REQUIREMENTS -
Copy the listing line for line, beginning at the line that contains "like [(15, 261)]." and stopping after the final line of the listing.

GIVEN RECORDS -
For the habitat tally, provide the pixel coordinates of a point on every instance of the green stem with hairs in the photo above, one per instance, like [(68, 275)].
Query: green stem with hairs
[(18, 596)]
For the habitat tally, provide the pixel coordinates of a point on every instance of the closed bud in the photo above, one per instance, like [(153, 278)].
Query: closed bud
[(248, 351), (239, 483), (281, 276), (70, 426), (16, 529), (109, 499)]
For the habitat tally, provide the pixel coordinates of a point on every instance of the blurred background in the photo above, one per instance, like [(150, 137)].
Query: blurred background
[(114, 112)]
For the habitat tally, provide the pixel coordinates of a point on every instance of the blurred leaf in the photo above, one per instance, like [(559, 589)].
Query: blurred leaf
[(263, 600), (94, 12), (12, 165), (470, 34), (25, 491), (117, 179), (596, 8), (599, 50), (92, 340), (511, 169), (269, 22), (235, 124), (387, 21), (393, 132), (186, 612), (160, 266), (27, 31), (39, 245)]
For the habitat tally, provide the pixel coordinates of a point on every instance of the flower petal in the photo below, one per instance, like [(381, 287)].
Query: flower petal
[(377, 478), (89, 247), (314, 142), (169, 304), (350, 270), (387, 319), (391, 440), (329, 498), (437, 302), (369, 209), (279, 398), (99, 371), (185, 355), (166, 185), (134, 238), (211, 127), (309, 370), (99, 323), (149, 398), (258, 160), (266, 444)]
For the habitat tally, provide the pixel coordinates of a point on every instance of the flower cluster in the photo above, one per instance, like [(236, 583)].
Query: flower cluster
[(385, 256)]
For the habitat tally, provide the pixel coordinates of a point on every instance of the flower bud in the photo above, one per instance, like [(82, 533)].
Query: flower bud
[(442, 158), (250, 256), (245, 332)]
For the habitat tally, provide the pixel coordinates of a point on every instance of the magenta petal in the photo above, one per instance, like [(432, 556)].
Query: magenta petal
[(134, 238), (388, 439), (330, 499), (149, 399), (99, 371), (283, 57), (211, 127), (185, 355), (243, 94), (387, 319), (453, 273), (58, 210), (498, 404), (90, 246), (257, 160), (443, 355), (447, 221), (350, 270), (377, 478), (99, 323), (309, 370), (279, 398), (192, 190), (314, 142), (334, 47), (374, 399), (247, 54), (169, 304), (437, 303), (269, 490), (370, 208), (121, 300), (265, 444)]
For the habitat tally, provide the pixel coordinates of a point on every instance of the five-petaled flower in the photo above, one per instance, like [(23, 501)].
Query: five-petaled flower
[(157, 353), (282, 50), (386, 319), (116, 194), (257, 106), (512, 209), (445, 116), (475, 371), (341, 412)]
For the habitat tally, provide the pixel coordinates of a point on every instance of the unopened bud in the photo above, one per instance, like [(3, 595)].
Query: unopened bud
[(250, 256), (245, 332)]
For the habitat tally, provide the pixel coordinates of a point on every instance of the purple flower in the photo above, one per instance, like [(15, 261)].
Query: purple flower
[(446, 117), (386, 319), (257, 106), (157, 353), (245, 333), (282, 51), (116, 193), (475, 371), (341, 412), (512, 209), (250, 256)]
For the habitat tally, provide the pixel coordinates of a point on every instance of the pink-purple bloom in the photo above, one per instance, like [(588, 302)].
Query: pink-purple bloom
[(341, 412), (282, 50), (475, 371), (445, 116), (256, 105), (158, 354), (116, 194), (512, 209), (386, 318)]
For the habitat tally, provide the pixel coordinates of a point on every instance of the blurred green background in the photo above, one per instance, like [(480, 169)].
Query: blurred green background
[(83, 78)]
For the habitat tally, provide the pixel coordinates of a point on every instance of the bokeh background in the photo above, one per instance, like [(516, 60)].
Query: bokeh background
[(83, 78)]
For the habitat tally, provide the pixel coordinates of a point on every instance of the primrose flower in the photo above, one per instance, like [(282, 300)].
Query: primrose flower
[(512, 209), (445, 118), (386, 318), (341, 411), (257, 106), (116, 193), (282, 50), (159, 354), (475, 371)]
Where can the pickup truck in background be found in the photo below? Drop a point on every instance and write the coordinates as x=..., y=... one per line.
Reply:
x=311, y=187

WORKED SOLUTION -
For the habitat tally, provide the pixel coordinates of a point on every instance of the purple flower in the photo above, one per instance, like [(15, 261)].
Query: purple flower
[(446, 117), (386, 319), (257, 106), (157, 353), (245, 333), (282, 51), (116, 193), (475, 371), (341, 412), (512, 209), (250, 256)]
For the habitat tally, provide the pixel coordinates of a point on every instance of the pink-purple bloom in the photo above, one per instance, like [(588, 302)].
Query: pink-purple bloom
[(341, 412), (282, 50), (475, 371), (445, 116), (256, 105), (158, 354), (116, 194), (512, 209), (386, 318)]
For the habitat tally, provide the pixel coordinates of a point on every instance of the blurred green background in the photo above, one per instance, like [(480, 169)].
Query: blurred green background
[(83, 78)]
For the habitat tally, provide the pixel coordinates of a point on every instance of the bokeh background in the photo above, one per instance, like [(516, 60)].
Query: bokeh background
[(83, 78)]
For the habitat tally, provide the pixel coordinates of a point on every instance of the primrose flower in the photo above, one per instance, like [(282, 300)].
Query: primrose flower
[(512, 209), (445, 118), (386, 318), (341, 411), (257, 106), (116, 193), (282, 50), (159, 354), (475, 371)]
Where can the pickup truck in background be found in the photo below? Drop a point on every instance and write the coordinates as x=..., y=... one per line.
Reply:
x=311, y=187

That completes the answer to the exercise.